*REQUIRED TASK*
Rewrite the lines below, changing every "marker" to "dot" and leaving everything else as it is.

****************************************

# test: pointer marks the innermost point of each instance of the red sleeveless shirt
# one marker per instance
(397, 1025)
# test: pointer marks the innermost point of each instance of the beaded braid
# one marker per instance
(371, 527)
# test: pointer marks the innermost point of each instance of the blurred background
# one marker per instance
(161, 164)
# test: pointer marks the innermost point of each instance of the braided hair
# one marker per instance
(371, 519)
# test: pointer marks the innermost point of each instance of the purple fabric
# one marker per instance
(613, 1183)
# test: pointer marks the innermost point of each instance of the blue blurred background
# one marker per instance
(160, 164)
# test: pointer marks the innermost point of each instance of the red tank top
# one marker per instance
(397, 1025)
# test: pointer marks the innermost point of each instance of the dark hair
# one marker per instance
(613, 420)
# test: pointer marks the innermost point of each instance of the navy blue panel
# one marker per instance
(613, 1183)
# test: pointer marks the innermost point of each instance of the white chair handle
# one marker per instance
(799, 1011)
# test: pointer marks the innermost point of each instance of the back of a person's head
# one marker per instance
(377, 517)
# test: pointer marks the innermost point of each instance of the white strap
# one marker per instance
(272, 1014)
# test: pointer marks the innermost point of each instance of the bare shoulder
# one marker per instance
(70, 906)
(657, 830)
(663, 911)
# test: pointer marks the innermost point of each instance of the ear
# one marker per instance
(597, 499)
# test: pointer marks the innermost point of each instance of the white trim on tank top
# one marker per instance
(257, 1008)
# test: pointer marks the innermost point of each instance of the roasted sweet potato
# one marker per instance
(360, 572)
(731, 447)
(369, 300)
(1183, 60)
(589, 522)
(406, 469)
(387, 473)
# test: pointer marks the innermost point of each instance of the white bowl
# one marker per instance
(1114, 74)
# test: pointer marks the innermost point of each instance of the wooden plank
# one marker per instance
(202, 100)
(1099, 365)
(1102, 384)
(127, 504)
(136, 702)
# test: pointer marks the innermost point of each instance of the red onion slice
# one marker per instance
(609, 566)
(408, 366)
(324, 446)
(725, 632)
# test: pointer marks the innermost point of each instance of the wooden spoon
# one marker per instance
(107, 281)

****************************************

*TASK SOLUTION*
# test: pointer marks the innermost point of each instance of the red sleeveless shirt
# one dot per instance
(397, 1025)
# test: pointer marks the innermost point of each instance of the beaded braid
# one dot per instance
(371, 527)
# test: pointer marks the innermost point of each instance of the blurred background
# one dot per instance
(161, 164)
# test: pointer marks the innermost point of each instance of the braided hair
# one dot per instance
(371, 519)
# test: pointer marks the innermost point of each instance of the purple fabric
# one dot per instance
(613, 1183)
# test: pointer marks the innermost point of each instance of the blue blurred background
# one dot per instance
(160, 164)
# test: pointer marks the innermost point of each instance of the red tank top
# one dot per instance
(397, 1025)
# test: pointer marks the innermost point of each instance of the dark hair
# one dot per instance
(613, 420)
# test: pointer marks the innermost point of each instance of the navy blue panel
# one dot per instance
(613, 1183)
# test: pointer marks the innermost point of each instance of the white chair handle
# one dot per instance
(799, 1011)
# test: pointer marks the innermost point of each instance of the back of a person's head
# one dot per instance
(377, 517)
# test: pointer marks the innermost point of each instance of the white strap
# one dot per instance
(272, 1014)
# test: pointer marks the innermost point of each instance of the bare shoulder
# one dot per instance
(70, 906)
(657, 830)
(663, 911)
# test: pointer marks the innermost point of each instance of the ear
# one dot per instance
(597, 499)
# test: pointer marks the innermost point of each instance of the white trim on tank top
# one dot per instance
(257, 1008)
# test: pointer marks the innermost point of each instance of the roasted sweet potato
# one dot per instance
(360, 572)
(731, 447)
(369, 300)
(1183, 60)
(589, 522)
(406, 469)
(387, 473)
# test: pointer marks the innermost point of each instance of the white bowl
# one dot per instance
(1114, 74)
# test: pointer marks the innermost point of each instance of the wooden plank
# one dot per instance
(202, 100)
(1099, 365)
(1102, 384)
(127, 504)
(136, 702)
# test: pointer marks the innermost point of each instance of the red onion slice
# one dot per instance
(609, 566)
(408, 366)
(324, 446)
(725, 632)
# test: pointer marks the innermost point of each instance of the wooden spoon
# one dot per instance
(107, 281)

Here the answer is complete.